Sidebar Ads

banner image

Pemikiran Islam (4) | Kembali ke Hukum Allah

Oleh: Prof. Muhammad Machasin*

Sebelumnya<<<

Ilmul Yaqin, 'Ainul Yaqin dan Haqqul Yaqin
Menurut Muhammad ‘Ābid al-Jābirī, pemikir Maroko yang meninggal lebih dari enam tahun yang lalu, terdapat tiga “kubu” pengetahuan yang berkembang di dalam dunia Islam:
Pertama, bayānī, adalah pengetahuan yang dikembangkan oleh bangsa Arab-Muslim sendiri dari dan mengenai bayān atau komunike Allah kepada manusia. Kedua, burhānī, yaitu pengetahuan yang bertumpu pada demonstrasi logis atau hujah akal (burhān), berasal dari tradisi Yunani kuna. Ketiga, ‘irfānī, yakni pengetahuan yang bertumpu pada pengalaman bathiniah, berasal dari India-Persia.
Sebenarnya ketiga istilah ini telah dipergunakan di masa lampau oleh kaum Shufi mengenai yaqīn, yakni pengetahuan yang pemiliknya tak dimasuki keraguan sedikit pun mengenai kebenarannya. Dalam pandangan mereka, sebagaimana ditulis oleh Imam ‘Abd al-Karīm bin Hawāzin Abū al-Qāsim al-Qusyairī (376-465/986-1072) dalam bukunya, al-Risālah—sering disebut dengan al-Risālah al-Qusyairiyah—, pengetahuan seperti itu (yaqīn) terbagi menjadi tiga:

Prof Dr KH Muhammad Machasin, Guru Besar Sejarah Kebudayaan Islam UIN Sunan Kalijaga Yogyakarta
1. Yakin ilmu (‘ilm al-yaqīn), yakni yakin yang memenuhi persyaratan burhān atau argumentasi/deminstrasi logis. Kelihatannya yang dimaksudkan adalah keyakinan teoritis yang dideduksikan dari dalil-dalil (akaliah). Dengan kata lain, keyakinan konseptual atau teoritis. Karena itu disebutkan oleh al-Qusyairī bahwa yakin ilmu ini adalah milik orang-orang yang cakap dan biasa menggunakan akal (arbāb al-‘uqūl).

2. Yakin konkret (‘ain al-yaqīn), yakni yakin yang dipahami dari komunike ilahiah (al-bayān). Agak sulit memahami istilah ini, karena ‘ain menunjuk kepada obyek yang konkret, bukan konsep, tetapi bayān memberikan pengertian penjelasan, bukan pengalaman langsung. Namun bagi para Shufi, keyakinan ini adalah keyakinan dari orang-orang yang mempunyai pengetahuan dari wahyu, sunnah atau atsar (aṣḥāb al-‘ulūm).

= = = = =

◆ SOAL LATIHAN: Menurut teks tentang pemikiran Islam, dari mana asal pengetahuan ‘irfānī?

◆ INFORMASI YANG DITAMPILKAN:
= = = = =

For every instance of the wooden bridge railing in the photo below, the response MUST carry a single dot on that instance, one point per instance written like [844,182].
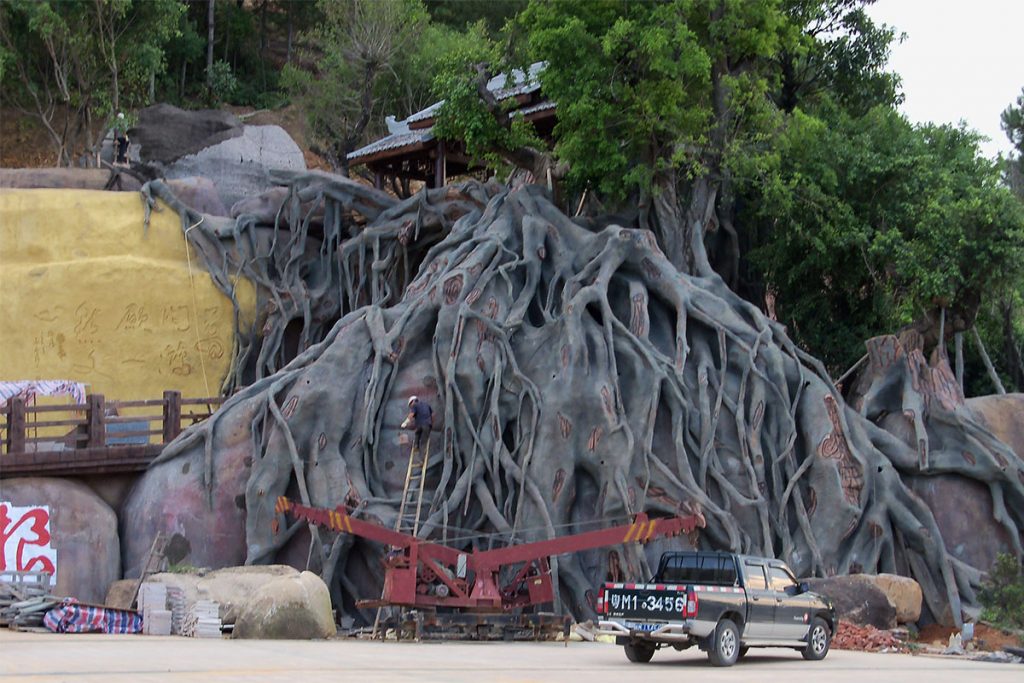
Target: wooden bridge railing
[99,423]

= = = = =

◆ JAWABAN SOAL: Pengetahuan ‘irfānī berasal dari India-Persia.